**EXERCISE**
Decide whether each statement below agrees with the forum thread on couples' finances. Answer yes or no for each and quote the deciding words. 1. Taylor and Pat began their marriage with separate accounts. 2. The second writer's spouse is not particularly interested in financial matters. 3. The second writer and spouse met in their twenties.

DIYtrixie wrote: Wed May 31, 2023 9:06 pm
Taylor Larimore wrote: Mon May 29, 2023 7:19 pm Bogleheads:

An important decision that all couples face is whether to keep separate or combined financial accounts.

Pat and I were married 62 years. We started out with combined finances. She was a spender and I was a saver which began to undermine our marriage. Fortunately, we decided early to change to separate accounts which solved our problem.

What do you think?

https://www.morningstar.com/news/market ... tudy-finds

Best wishes.
Taylor
Jack Bogle's Words of Wisdom: “Learn every day, but especially from the experiences of others. It's cheaper!”
Put us down for the “combined finances but separate accounts” team. I’m CFO; my spouse is not particularly interested in financial matters but willing to sit through brief, high-level quarterly financial reports, especially now that I’ve started including graphs. :wink: We use a joint asset allocation across all our accounts that I monitor and adjust if it gets too far out of whack. We trust each other and respect each others’ opinion; we’re also both pretty frugal and deliberate with our spending. For these reasons, it is unfathomable that one of us would make a major purchase without discussing it (likely ad nauseam) with the other, regardless of where the money is coming from.

So how did we wind up with separate accounts? We didn’t meet until our mid 30s, at which point we were both homeowners (each with our mortgage as our only debt). We each have family baggage that occasionally has financial implications, which we each want to handle on our own.

**ENTRIES PROVIDED**
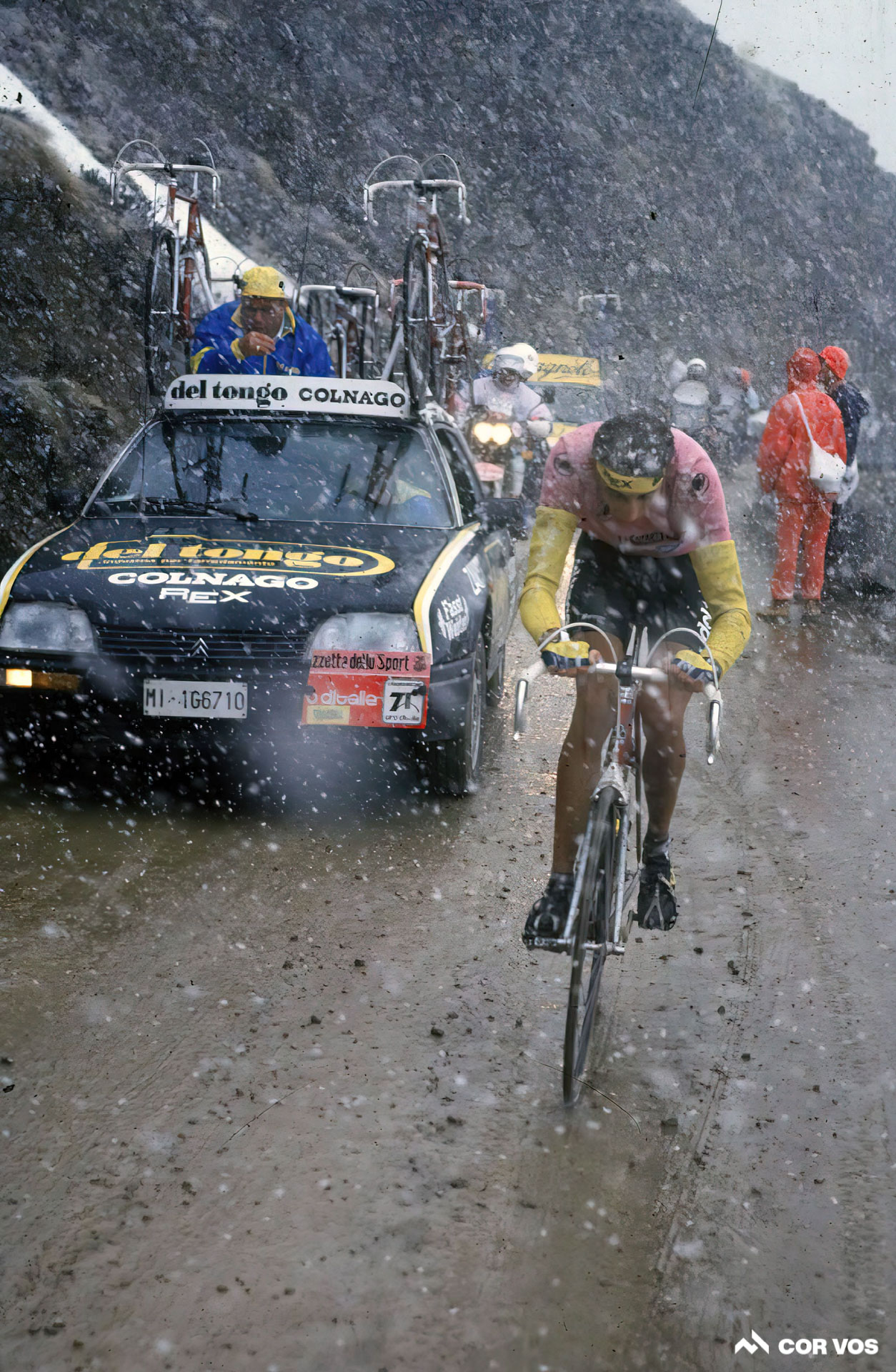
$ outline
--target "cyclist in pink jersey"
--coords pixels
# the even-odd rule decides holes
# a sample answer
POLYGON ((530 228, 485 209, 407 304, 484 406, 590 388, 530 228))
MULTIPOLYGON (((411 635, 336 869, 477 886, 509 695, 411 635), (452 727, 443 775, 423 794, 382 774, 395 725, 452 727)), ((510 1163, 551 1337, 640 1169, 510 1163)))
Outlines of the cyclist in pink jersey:
MULTIPOLYGON (((520 601, 539 646, 563 623, 556 595, 576 531, 567 623, 596 624, 619 657, 635 624, 648 627, 652 643, 685 627, 707 645, 689 643, 689 635, 667 641, 670 689, 642 690, 638 701, 648 803, 638 923, 670 929, 678 916, 670 825, 685 771, 685 709, 712 679, 709 652, 722 674, 751 631, 722 483, 694 439, 646 413, 564 434, 545 468, 520 601)), ((552 672, 576 678, 576 704, 557 764, 552 874, 524 941, 557 937, 569 908, 576 845, 616 718, 615 681, 587 675, 601 645, 605 652, 600 635, 583 632, 575 642, 553 639, 542 652, 552 672)))

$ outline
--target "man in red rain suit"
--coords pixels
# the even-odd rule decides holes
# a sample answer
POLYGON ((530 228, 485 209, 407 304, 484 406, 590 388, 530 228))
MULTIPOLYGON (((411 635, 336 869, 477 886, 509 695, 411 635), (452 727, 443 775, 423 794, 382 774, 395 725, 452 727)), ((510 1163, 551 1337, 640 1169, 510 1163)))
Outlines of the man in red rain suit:
POLYGON ((818 353, 797 348, 788 361, 788 394, 773 405, 759 443, 759 482, 778 502, 778 560, 771 578, 771 605, 759 611, 763 619, 790 613, 800 541, 804 613, 821 612, 833 495, 822 495, 810 482, 810 436, 800 403, 815 442, 844 462, 847 439, 837 403, 815 384, 819 372, 818 353))

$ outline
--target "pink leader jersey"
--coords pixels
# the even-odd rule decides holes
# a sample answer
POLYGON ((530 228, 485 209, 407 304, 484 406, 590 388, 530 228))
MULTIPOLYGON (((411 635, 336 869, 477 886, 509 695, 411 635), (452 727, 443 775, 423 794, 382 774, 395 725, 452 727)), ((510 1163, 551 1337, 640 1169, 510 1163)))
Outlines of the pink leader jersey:
POLYGON ((606 487, 597 473, 591 443, 600 424, 564 434, 545 464, 541 505, 568 510, 579 527, 620 553, 681 557, 731 538, 722 482, 696 439, 672 429, 675 453, 663 484, 644 502, 633 524, 609 517, 606 487))

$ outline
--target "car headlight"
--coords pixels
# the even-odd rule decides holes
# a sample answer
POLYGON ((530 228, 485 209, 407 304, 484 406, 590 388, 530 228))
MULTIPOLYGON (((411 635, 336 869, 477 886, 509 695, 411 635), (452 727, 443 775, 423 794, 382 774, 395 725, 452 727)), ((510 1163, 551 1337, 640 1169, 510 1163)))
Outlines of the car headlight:
POLYGON ((12 653, 95 653, 93 626, 70 605, 8 605, 0 619, 0 649, 12 653))
POLYGON ((410 615, 333 615, 311 634, 305 656, 336 648, 418 653, 420 637, 410 615))

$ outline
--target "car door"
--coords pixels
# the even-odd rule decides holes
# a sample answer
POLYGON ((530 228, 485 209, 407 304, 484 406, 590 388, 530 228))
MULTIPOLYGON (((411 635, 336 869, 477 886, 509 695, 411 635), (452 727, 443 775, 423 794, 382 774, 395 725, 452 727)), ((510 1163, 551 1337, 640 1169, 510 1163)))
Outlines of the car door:
MULTIPOLYGON (((473 458, 462 436, 446 424, 435 427, 435 434, 447 457, 451 476, 461 502, 464 521, 479 516, 483 490, 476 476, 473 458)), ((506 528, 482 531, 478 536, 479 561, 488 586, 493 620, 493 650, 499 650, 510 632, 516 613, 516 557, 513 539, 506 528), (482 539, 482 542, 479 542, 482 539)), ((491 665, 491 664, 490 664, 491 665)))

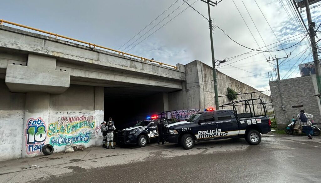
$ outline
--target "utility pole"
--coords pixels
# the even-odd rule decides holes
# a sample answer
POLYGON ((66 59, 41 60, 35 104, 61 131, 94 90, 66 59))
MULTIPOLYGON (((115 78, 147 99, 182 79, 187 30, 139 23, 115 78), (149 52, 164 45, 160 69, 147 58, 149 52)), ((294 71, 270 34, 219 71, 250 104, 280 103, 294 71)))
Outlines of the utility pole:
MULTIPOLYGON (((316 39, 314 37, 314 27, 316 24, 312 21, 311 18, 311 13, 310 11, 308 0, 305 0, 305 8, 307 10, 307 17, 308 18, 308 25, 309 26, 309 35, 310 36, 311 40, 311 46, 312 47, 312 53, 313 55, 314 63, 316 70, 316 76, 317 77, 317 83, 318 86, 318 94, 319 97, 320 98, 320 94, 321 93, 321 69, 320 69, 320 63, 319 62, 319 58, 318 56, 318 52, 317 49, 317 45, 316 44, 316 39)), ((321 98, 320 98, 321 100, 321 98)))
POLYGON ((220 104, 219 104, 218 92, 217 79, 216 78, 216 70, 215 64, 215 57, 214 56, 214 47, 213 44, 213 24, 212 20, 211 19, 211 12, 210 11, 210 5, 213 7, 217 4, 218 3, 221 1, 220 1, 218 3, 213 2, 210 0, 201 0, 202 1, 207 4, 207 9, 208 10, 208 23, 210 25, 210 36, 211 39, 211 48, 212 54, 212 65, 213 67, 213 79, 214 83, 214 95, 215 98, 215 108, 216 109, 220 109, 220 104))
POLYGON ((289 58, 289 57, 290 56, 290 55, 291 55, 291 53, 290 53, 290 54, 286 54, 286 56, 285 56, 285 57, 282 57, 282 58, 278 58, 278 57, 276 57, 276 55, 275 55, 275 57, 272 57, 272 58, 270 58, 270 57, 269 57, 268 60, 268 59, 267 58, 266 59, 266 62, 269 62, 269 63, 271 63, 272 64, 273 64, 273 65, 274 65, 276 66, 276 68, 277 68, 277 72, 278 72, 278 79, 279 80, 281 80, 281 79, 280 79, 280 70, 279 69, 279 59, 283 59, 283 58, 289 58), (269 62, 269 61, 272 61, 272 60, 273 60, 273 61, 274 61, 274 59, 276 60, 276 65, 275 64, 274 64, 274 63, 271 63, 271 62, 269 62))

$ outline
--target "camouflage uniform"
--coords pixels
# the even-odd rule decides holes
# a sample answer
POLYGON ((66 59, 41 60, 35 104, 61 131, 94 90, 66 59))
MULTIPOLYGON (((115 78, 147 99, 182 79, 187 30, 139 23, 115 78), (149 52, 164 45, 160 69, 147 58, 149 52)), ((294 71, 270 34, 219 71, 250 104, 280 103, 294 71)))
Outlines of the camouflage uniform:
POLYGON ((106 125, 101 125, 101 135, 102 135, 102 146, 103 147, 106 147, 106 141, 107 140, 107 129, 106 128, 106 125))
POLYGON ((111 145, 111 148, 114 149, 114 131, 116 128, 115 126, 112 124, 111 121, 108 121, 108 124, 106 127, 106 129, 107 130, 107 149, 109 148, 109 142, 110 142, 111 145))

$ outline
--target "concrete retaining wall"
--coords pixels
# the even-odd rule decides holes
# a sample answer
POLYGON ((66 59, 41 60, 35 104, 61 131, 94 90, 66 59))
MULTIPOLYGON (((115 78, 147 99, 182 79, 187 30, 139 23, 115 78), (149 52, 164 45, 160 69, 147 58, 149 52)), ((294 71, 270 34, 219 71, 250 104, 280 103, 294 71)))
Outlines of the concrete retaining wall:
POLYGON ((316 80, 315 76, 312 76, 270 82, 278 128, 284 128, 301 109, 313 115, 316 121, 320 121, 320 102, 318 98, 314 96, 317 93, 316 80), (295 107, 300 105, 303 107, 295 107), (285 110, 282 110, 282 106, 285 110))
POLYGON ((71 85, 61 94, 11 92, 0 79, 0 161, 55 152, 73 142, 100 145, 103 120, 103 87, 71 85))

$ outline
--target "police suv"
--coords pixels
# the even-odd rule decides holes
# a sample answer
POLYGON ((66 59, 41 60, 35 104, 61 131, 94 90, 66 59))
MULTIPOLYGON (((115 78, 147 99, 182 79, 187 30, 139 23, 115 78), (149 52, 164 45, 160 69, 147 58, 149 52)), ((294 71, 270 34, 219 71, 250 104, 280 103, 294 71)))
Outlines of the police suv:
POLYGON ((180 143, 186 149, 193 148, 195 141, 230 138, 245 137, 250 144, 256 145, 261 141, 260 133, 271 131, 271 121, 266 115, 265 104, 260 99, 237 101, 223 104, 222 108, 225 106, 232 107, 233 111, 205 110, 193 114, 185 121, 167 125, 164 129, 165 139, 170 143, 180 143), (251 110, 248 101, 255 100, 260 100, 265 115, 253 114, 254 109, 251 110), (238 114, 235 104, 243 102, 246 104, 246 112, 238 114), (248 108, 249 112, 247 111, 248 108))
POLYGON ((166 118, 159 118, 158 116, 153 116, 139 121, 134 127, 119 131, 117 144, 120 146, 125 144, 137 144, 143 147, 145 146, 147 142, 156 141, 158 137, 157 124, 160 122, 163 123, 165 126, 169 124, 166 118))

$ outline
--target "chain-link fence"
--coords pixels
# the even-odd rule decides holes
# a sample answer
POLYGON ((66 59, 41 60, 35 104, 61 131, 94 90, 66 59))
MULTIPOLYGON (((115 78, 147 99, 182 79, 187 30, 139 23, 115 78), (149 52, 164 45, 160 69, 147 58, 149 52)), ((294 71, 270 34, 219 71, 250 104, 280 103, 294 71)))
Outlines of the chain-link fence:
MULTIPOLYGON (((225 104, 227 104, 238 100, 253 98, 261 98, 265 104, 266 109, 266 114, 270 117, 271 121, 271 127, 276 128, 276 123, 275 121, 273 104, 271 97, 270 90, 257 91, 245 93, 240 93, 236 94, 237 98, 235 100, 230 100, 227 97, 227 95, 219 96, 219 103, 221 106, 225 104)), ((248 112, 250 107, 253 114, 255 115, 264 115, 264 111, 262 104, 257 101, 252 101, 250 102, 250 106, 244 104, 236 105, 235 107, 239 113, 248 112)), ((233 110, 232 107, 225 107, 225 109, 233 110)))

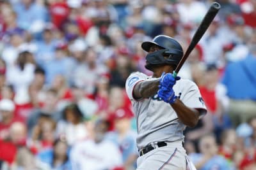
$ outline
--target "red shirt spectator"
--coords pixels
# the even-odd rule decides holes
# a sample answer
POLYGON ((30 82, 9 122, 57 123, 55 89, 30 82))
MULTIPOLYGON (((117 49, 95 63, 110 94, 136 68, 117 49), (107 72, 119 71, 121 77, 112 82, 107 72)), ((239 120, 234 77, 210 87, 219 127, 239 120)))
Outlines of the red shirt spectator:
POLYGON ((59 1, 52 3, 50 6, 50 14, 52 18, 52 22, 59 29, 68 16, 70 9, 65 1, 59 1))
POLYGON ((6 139, 9 136, 9 128, 17 122, 22 122, 22 120, 15 117, 14 114, 15 104, 10 99, 0 101, 0 112, 2 119, 0 122, 0 139, 6 139))

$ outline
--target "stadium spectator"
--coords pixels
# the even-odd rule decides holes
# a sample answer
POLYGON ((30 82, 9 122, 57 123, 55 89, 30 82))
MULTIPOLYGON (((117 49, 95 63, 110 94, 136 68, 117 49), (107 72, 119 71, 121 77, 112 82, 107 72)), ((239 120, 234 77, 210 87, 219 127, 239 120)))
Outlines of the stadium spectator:
POLYGON ((68 146, 65 138, 56 139, 52 148, 40 152, 36 157, 52 169, 72 169, 68 157, 68 146))
POLYGON ((222 80, 230 99, 228 114, 235 126, 248 121, 250 117, 255 115, 256 69, 254 66, 256 64, 256 52, 253 47, 256 42, 255 32, 254 31, 251 37, 250 52, 244 59, 229 63, 222 80), (238 74, 233 74, 235 70, 238 74), (238 80, 237 77, 240 78, 238 80))
POLYGON ((26 146, 26 136, 25 124, 15 122, 10 127, 7 138, 0 139, 0 160, 6 163, 7 167, 15 162, 19 148, 26 146))
POLYGON ((125 169, 133 169, 136 167, 138 157, 135 143, 136 133, 131 129, 131 119, 133 113, 127 109, 118 109, 114 115, 115 131, 107 134, 107 139, 113 141, 119 147, 125 169))
POLYGON ((77 104, 67 105, 62 114, 62 120, 57 124, 57 136, 65 136, 70 146, 87 137, 84 117, 77 104))
POLYGON ((74 169, 114 169, 122 166, 119 148, 104 139, 108 129, 107 122, 97 120, 92 138, 74 145, 70 153, 74 169))
POLYGON ((206 135, 200 139, 199 148, 201 153, 191 153, 190 158, 195 167, 201 170, 232 169, 227 160, 218 155, 218 145, 215 136, 206 135))

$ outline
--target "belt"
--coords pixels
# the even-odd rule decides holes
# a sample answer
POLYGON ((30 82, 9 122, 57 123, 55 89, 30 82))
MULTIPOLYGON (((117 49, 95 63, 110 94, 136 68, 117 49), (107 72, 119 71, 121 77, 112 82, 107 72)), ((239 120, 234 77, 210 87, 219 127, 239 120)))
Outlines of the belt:
POLYGON ((159 148, 160 148, 160 147, 167 146, 167 143, 164 142, 164 141, 161 141, 161 142, 154 143, 154 144, 152 144, 152 145, 150 144, 150 145, 143 148, 140 151, 140 156, 142 156, 144 154, 146 154, 147 153, 148 153, 148 152, 156 149, 156 145, 157 145, 159 148))

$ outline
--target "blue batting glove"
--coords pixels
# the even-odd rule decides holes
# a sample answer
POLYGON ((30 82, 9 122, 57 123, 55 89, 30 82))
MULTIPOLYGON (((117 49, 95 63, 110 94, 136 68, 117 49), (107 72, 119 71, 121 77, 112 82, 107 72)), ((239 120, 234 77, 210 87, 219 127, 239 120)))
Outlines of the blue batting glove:
POLYGON ((159 88, 161 87, 165 87, 167 89, 172 89, 173 85, 176 83, 176 81, 180 79, 180 76, 174 78, 172 73, 163 73, 160 78, 159 88))
POLYGON ((166 87, 161 87, 157 92, 158 97, 164 102, 173 104, 177 99, 173 89, 167 89, 166 87))

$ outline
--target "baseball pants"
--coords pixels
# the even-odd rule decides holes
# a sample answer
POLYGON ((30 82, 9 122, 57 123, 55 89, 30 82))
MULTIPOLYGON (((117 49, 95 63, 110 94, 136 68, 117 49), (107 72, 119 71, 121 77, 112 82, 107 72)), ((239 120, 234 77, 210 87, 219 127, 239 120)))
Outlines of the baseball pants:
POLYGON ((196 170, 189 161, 182 141, 168 142, 167 146, 138 157, 137 170, 196 170))

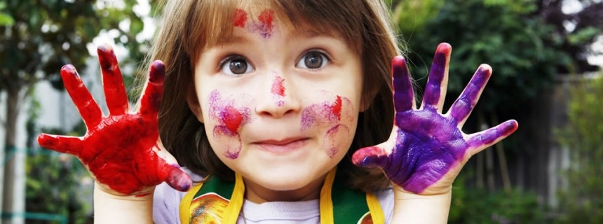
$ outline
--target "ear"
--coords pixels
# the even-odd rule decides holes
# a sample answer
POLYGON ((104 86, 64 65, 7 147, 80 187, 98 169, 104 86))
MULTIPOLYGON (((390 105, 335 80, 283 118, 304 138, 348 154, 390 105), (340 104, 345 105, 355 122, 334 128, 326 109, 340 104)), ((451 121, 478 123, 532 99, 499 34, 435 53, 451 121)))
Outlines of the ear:
POLYGON ((199 99, 197 97, 197 91, 195 89, 194 85, 191 85, 187 93, 187 104, 189 104, 189 108, 197 118, 197 120, 203 123, 203 113, 201 111, 201 105, 199 103, 199 99))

**SOLUTION TO THIS PROBLEM**
1. No: "We started out with combined finances."
2. Yes: "my spouse is not particularly interested in financial matters"
3. No: "We didn’t meet until our mid 30s"